++++ Given records

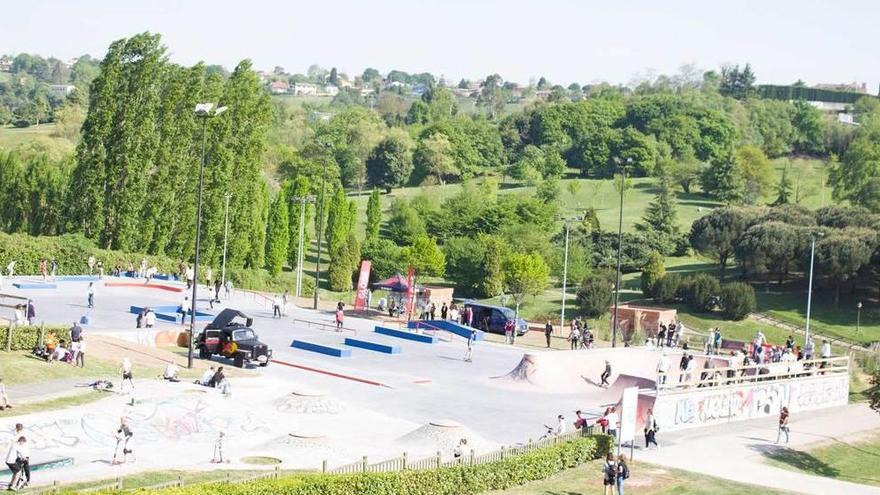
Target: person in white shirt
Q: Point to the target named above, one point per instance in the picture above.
(150, 318)
(171, 372)
(662, 369)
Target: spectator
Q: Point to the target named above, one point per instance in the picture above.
(4, 398)
(609, 474)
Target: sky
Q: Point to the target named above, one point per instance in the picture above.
(567, 41)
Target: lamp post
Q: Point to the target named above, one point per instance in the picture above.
(813, 236)
(203, 111)
(226, 196)
(302, 200)
(616, 319)
(565, 271)
(858, 316)
(320, 228)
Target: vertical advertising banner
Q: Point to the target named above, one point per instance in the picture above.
(410, 292)
(360, 301)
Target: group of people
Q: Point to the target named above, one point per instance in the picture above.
(580, 336)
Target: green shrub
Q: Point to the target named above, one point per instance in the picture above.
(702, 289)
(667, 288)
(538, 464)
(27, 337)
(737, 300)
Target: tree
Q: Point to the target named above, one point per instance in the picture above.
(595, 292)
(425, 257)
(524, 275)
(769, 247)
(390, 163)
(374, 216)
(278, 235)
(737, 300)
(756, 170)
(660, 221)
(783, 189)
(716, 234)
(839, 257)
(651, 275)
(433, 157)
(702, 292)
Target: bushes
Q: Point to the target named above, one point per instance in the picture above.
(27, 337)
(594, 294)
(536, 465)
(702, 290)
(737, 300)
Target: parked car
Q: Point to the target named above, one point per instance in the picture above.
(231, 335)
(492, 319)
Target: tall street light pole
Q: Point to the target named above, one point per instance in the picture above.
(813, 237)
(320, 229)
(226, 196)
(204, 111)
(302, 200)
(616, 319)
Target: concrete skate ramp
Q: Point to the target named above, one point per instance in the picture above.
(580, 371)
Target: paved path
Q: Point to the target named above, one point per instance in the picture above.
(736, 451)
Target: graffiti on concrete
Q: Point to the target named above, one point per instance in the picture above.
(755, 401)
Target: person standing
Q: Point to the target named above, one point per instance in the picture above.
(340, 316)
(622, 473)
(472, 338)
(276, 306)
(609, 474)
(650, 430)
(127, 385)
(91, 294)
(123, 436)
(606, 374)
(783, 425)
(31, 312)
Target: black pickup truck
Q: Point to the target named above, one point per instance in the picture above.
(230, 335)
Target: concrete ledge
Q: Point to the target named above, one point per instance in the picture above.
(33, 285)
(447, 325)
(402, 334)
(320, 349)
(372, 346)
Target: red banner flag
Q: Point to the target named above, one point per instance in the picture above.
(410, 292)
(363, 292)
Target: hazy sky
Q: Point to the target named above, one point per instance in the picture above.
(565, 40)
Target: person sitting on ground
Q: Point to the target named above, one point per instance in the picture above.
(171, 372)
(60, 353)
(4, 398)
(206, 377)
(580, 422)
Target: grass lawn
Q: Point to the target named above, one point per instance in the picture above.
(644, 479)
(854, 461)
(53, 404)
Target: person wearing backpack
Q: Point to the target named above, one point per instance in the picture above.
(609, 474)
(622, 473)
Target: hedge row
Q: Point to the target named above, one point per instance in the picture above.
(27, 337)
(463, 480)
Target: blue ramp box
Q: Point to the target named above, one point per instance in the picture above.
(33, 285)
(447, 325)
(372, 346)
(320, 349)
(402, 334)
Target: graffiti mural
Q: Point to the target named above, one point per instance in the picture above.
(701, 407)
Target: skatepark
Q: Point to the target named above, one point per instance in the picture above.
(374, 389)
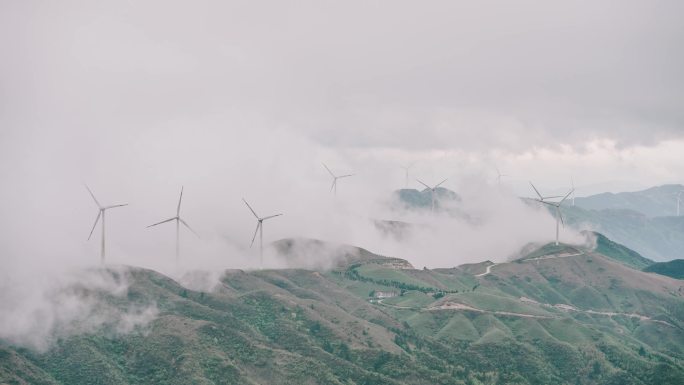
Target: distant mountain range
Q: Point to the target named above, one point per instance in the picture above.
(658, 201)
(644, 221)
(633, 219)
(557, 315)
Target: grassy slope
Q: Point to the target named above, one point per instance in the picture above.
(304, 327)
(674, 269)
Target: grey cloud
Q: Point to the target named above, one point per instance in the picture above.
(355, 74)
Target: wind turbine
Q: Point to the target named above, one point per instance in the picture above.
(101, 213)
(499, 175)
(407, 168)
(260, 230)
(432, 191)
(559, 216)
(572, 184)
(335, 178)
(178, 220)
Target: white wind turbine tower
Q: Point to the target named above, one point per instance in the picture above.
(335, 178)
(499, 175)
(101, 214)
(178, 220)
(406, 169)
(432, 191)
(559, 216)
(572, 185)
(260, 230)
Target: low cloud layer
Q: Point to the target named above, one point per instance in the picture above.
(243, 100)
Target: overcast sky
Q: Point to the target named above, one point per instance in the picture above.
(247, 98)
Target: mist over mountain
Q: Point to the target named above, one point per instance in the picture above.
(622, 218)
(659, 201)
(558, 314)
(301, 137)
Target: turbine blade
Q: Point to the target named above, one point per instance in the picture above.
(537, 191)
(326, 167)
(113, 206)
(179, 201)
(565, 197)
(272, 216)
(99, 213)
(560, 215)
(188, 226)
(429, 188)
(440, 183)
(250, 208)
(255, 232)
(159, 223)
(93, 195)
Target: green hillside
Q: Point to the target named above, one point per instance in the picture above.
(561, 316)
(660, 201)
(658, 239)
(674, 269)
(620, 253)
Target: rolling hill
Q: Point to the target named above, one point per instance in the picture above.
(660, 201)
(674, 269)
(656, 238)
(556, 315)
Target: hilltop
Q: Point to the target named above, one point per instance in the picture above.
(674, 269)
(561, 315)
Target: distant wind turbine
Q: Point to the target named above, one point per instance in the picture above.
(178, 220)
(101, 214)
(559, 216)
(499, 175)
(432, 191)
(406, 169)
(572, 185)
(335, 178)
(260, 230)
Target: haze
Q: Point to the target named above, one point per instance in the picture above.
(246, 99)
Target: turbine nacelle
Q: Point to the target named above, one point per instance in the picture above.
(432, 191)
(259, 229)
(101, 214)
(556, 205)
(179, 221)
(333, 187)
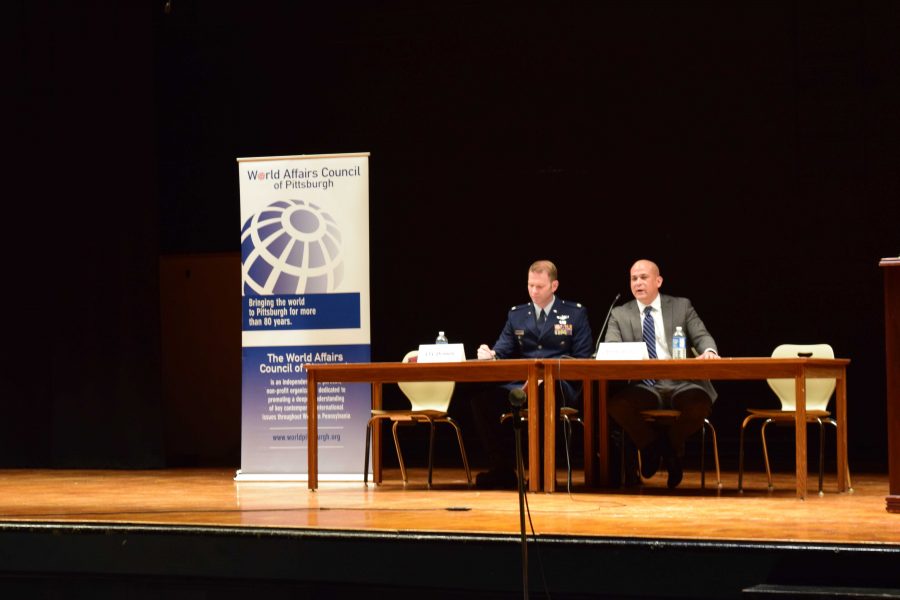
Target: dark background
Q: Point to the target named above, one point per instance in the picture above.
(750, 148)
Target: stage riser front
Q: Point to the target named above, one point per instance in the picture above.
(94, 558)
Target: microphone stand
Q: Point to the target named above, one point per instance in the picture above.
(517, 398)
(605, 323)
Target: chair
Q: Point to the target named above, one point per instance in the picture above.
(429, 401)
(818, 394)
(663, 416)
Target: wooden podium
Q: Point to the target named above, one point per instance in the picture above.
(891, 269)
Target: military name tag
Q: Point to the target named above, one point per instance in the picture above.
(562, 329)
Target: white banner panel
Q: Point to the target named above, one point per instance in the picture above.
(305, 290)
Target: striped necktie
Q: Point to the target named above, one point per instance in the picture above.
(649, 334)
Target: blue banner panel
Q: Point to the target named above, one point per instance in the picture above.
(274, 415)
(301, 311)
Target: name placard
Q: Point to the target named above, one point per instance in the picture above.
(622, 351)
(441, 353)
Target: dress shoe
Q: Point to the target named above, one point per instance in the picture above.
(676, 473)
(497, 479)
(650, 459)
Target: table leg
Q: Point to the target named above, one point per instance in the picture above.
(603, 432)
(312, 434)
(376, 436)
(534, 432)
(549, 430)
(590, 454)
(841, 416)
(800, 435)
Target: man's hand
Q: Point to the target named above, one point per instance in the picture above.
(485, 353)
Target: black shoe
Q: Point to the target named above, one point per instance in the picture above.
(500, 479)
(650, 459)
(676, 473)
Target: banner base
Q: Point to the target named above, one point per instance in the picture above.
(240, 476)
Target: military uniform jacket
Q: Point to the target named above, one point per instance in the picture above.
(566, 332)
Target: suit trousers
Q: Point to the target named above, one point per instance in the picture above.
(687, 397)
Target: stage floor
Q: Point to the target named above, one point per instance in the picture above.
(211, 498)
(189, 533)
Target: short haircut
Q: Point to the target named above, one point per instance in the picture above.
(544, 266)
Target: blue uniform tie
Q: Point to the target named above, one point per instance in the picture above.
(649, 335)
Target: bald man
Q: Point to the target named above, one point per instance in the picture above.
(694, 399)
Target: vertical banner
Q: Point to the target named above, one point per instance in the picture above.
(305, 290)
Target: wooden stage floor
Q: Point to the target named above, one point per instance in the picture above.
(193, 513)
(210, 497)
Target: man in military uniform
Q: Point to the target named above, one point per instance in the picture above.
(546, 327)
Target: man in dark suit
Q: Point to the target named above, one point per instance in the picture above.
(652, 317)
(546, 327)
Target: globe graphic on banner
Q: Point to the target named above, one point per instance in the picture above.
(291, 247)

++++++++

Goal of the exercise: Each line of the listing above that includes the word "banner" is to be counted, and only the total reported.

Task result: 7